Starting with the line containing "Practice step: identify the blue" and going on through the final line of the entries, reproduce every line, increasing each answer coordinate by 128 and leaving all other text unchanged.
##### DATASET ROWS
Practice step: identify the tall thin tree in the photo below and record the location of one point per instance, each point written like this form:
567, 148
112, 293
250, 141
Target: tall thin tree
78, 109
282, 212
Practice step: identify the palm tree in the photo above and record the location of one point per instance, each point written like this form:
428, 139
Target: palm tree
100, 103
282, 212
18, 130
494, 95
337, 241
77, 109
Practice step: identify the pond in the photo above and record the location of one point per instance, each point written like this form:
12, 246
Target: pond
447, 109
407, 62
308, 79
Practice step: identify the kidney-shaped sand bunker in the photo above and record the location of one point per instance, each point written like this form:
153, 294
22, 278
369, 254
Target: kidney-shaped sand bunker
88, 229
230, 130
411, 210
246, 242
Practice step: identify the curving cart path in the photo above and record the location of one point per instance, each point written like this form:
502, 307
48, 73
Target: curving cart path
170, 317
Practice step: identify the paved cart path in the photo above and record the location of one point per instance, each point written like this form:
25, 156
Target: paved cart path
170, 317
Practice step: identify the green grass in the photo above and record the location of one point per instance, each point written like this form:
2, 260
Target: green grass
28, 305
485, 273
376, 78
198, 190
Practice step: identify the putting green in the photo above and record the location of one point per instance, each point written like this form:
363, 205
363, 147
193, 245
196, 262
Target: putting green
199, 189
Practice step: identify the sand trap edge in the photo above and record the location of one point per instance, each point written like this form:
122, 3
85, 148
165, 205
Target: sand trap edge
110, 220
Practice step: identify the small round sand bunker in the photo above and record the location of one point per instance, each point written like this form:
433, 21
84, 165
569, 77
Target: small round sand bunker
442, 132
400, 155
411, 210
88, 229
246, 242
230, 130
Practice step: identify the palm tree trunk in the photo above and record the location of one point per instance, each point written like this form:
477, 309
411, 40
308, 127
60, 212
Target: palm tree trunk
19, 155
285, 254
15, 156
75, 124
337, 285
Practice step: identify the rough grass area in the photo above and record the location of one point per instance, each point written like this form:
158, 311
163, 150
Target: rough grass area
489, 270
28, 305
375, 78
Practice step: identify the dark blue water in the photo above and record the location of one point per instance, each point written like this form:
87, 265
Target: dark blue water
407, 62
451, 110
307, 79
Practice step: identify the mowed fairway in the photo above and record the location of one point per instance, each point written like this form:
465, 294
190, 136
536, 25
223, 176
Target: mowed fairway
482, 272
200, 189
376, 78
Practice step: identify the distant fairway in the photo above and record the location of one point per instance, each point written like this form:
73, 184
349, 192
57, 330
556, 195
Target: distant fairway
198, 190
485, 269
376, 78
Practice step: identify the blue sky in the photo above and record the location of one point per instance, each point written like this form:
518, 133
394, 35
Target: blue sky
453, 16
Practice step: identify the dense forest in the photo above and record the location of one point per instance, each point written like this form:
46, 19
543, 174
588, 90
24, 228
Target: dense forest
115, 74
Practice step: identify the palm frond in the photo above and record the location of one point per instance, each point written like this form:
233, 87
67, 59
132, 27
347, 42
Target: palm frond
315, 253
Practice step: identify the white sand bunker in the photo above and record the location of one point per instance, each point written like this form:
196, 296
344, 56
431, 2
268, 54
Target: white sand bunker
##########
= SOLVED PROBLEM =
Practice step: identify the blue sky in the photo above and record the location of one point per instance, each point written like this form:
518, 133
394, 35
Target: blue sky
581, 144
Practice step: identify the dense forest in the photo above and record the location of one point per instance, each point written like this form:
46, 19
543, 174
588, 90
24, 228
Target: dense forest
243, 202
Practice step: identify the palm frond in the photo above and record the location of one point per instance, each point written like this form:
233, 87
67, 59
132, 27
347, 42
Target: palm frond
443, 381
Practice step: identify the white sand bunker in the photo above and record the location of one point per instance, each point written like this form:
196, 296
344, 56
431, 2
268, 54
Target: white sand bunker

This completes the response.